Jerzy Popieluszko, autre Christ jusqu’au Calvaire

Publié le 06 Sep 2017
Jerzy Popieluszko, autre Christ jusqu'au Calvaire L'Homme Nouveau

Cela fait presque quarante ans, et c’était hier.
L’URSS étendait ses tentacules sur les cartes murales de nos salles de classe, jusqu’à nos frontières ou presque. Inexorablement, le communisme gagnait du terrain aux quatre coins de la planète. L’invasion de l’Afghanistan par les troupes soviétiques aux premières heures de 1980 laissait croire à une offensive décisive, prélude à une attaque contre un Occident où certains défilaient en criant : « plutôt rouges que morts » et l’un de mes amis d’aumônerie, dont un frère aîné était officier d’état-major, nous répétait, l’air grave, ce qu’il entendait chez lui : « en jetant toutes nos forces dans la bataille et en nous faisant tuer sur place, nous les retarderions de vingt minutes … »

C’était aussi l’époque où, à Gdansk, un ouvrier électricien des chantiers navals du nom de Walesa entamait avec le pouvoir communiste un bras de fer qui, vu de l’Ouest, paraissait insensé à ceux qui se souvenaient de Budapest et Prague. D’ailleurs, avant la Noël 1981, lui et ses camarades seraient jetés en prison, et Solidarnosc, dont nous arborions l’insigne en dérisoire soutien, interdit. Le ciel était très noir cet hiver-là. Et les ténèbres s’assombriraient encore, en octobre 1984, tandis que la répression à l’est battait son plein, lorsque seraient annoncés la disparition, puis l’assassinat, de l’abbé Jerzy Popieluszko, aumônier du syndicat bâillonné.

Un visage qui n’avait plus rien d’humain

Je m’en souviens, quelques journaux, qui « pensaient mal », oseraient seuls publier la photographie mortuaire du prêtre.

- Liste des données -
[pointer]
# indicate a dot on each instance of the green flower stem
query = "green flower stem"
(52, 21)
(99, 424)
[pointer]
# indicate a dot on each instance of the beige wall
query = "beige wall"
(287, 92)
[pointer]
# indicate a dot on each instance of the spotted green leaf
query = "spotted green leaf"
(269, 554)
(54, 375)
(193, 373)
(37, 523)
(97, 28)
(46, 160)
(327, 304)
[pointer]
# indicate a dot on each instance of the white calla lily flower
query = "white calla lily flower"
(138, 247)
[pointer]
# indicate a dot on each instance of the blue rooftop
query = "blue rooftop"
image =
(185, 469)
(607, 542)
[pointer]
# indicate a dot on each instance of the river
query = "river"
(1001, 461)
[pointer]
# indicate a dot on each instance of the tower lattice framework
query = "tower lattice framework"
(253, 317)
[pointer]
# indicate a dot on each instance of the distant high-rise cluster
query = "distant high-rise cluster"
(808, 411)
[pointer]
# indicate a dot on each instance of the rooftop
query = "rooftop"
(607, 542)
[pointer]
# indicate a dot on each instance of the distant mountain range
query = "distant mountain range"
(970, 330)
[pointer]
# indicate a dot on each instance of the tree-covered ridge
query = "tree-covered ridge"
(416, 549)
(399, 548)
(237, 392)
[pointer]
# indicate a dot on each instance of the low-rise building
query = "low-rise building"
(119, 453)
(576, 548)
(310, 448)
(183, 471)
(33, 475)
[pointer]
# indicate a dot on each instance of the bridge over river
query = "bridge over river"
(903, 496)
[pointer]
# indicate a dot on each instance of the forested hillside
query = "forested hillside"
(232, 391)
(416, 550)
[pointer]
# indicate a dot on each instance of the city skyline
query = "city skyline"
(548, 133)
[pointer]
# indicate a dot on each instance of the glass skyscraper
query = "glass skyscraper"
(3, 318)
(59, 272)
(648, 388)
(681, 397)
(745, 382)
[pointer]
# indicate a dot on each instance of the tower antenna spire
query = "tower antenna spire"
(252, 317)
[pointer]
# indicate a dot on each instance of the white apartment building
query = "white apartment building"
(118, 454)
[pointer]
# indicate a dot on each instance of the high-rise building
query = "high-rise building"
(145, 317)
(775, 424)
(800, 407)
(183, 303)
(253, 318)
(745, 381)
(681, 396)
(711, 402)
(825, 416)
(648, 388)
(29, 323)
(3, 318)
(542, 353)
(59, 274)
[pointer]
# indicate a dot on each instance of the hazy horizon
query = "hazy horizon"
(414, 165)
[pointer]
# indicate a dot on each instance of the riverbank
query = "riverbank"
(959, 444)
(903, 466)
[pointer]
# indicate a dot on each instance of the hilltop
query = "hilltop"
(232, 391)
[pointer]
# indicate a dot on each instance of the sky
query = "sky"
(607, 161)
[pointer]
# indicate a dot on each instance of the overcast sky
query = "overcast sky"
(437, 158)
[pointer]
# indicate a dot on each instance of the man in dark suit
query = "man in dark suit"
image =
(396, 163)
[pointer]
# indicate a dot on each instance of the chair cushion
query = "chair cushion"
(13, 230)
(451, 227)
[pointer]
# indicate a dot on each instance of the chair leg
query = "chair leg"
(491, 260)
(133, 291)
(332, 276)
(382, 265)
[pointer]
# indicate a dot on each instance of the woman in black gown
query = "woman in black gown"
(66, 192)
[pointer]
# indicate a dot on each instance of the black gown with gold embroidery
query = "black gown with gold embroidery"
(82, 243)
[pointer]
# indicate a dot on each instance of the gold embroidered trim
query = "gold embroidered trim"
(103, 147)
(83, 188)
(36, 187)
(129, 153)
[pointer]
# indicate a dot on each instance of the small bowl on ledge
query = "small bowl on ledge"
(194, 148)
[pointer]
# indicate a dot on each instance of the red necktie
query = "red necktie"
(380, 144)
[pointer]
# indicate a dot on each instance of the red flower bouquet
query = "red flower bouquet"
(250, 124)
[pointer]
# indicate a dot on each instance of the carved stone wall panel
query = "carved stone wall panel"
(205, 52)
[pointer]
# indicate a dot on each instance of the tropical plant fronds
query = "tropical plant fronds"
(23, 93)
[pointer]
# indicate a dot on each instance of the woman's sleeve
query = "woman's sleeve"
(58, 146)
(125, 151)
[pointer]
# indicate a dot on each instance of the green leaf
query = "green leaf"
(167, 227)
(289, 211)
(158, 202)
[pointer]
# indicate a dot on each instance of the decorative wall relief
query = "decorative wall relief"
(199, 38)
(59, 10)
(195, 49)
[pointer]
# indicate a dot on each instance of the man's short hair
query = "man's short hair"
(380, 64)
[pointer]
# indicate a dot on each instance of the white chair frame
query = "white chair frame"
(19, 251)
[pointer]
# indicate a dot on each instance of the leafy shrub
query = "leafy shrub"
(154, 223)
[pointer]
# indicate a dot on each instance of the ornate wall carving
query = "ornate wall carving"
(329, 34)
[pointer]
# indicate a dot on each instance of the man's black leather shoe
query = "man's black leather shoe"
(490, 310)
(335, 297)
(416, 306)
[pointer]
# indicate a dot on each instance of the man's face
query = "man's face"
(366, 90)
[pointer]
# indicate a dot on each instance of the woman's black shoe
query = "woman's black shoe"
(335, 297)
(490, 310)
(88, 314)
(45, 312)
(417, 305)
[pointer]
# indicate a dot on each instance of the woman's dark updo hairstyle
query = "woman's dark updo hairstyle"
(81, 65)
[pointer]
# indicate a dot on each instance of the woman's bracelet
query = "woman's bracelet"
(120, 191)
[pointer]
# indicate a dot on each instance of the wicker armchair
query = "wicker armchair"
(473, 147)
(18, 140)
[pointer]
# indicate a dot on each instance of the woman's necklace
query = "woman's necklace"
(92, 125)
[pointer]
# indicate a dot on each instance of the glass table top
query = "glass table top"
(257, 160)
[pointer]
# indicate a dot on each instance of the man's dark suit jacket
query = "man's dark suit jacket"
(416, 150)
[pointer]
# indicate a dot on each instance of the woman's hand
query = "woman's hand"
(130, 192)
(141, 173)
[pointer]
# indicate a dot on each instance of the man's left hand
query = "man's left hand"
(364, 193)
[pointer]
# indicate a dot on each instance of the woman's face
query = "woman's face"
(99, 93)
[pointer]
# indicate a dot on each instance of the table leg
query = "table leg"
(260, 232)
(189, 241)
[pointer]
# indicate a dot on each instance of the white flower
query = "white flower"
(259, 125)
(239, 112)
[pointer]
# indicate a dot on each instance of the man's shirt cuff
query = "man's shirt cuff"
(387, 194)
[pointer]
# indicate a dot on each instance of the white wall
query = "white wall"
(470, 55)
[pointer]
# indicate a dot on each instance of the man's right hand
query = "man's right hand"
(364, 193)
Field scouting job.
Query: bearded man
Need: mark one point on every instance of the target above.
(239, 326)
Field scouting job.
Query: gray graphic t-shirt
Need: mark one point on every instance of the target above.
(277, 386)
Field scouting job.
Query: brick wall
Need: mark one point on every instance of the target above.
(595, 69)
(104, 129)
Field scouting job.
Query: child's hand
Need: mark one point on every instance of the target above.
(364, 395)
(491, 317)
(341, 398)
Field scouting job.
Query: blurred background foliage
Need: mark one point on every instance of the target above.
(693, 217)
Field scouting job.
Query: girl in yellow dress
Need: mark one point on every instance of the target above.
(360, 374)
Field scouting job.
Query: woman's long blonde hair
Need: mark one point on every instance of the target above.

- Travail demandé -
Recopiez le passage de l'article sur Jerzy Popieluszko qui va de « Jerzy Popieluszko, autre Christ jusqu’au » jusqu'à « et c’était hier. » inclus. Ce matériel ne provient pas du même endroit que l'article.

- Zone de réponse -
Jerzy Popieluszko, autre Christ jusqu’au Calvaire

Publié le 06 Sep 2017
Jerzy Popieluszko, autre Christ jusqu'au Calvaire L'Homme Nouveau

Cela fait presque quarante ans, et c’était hier.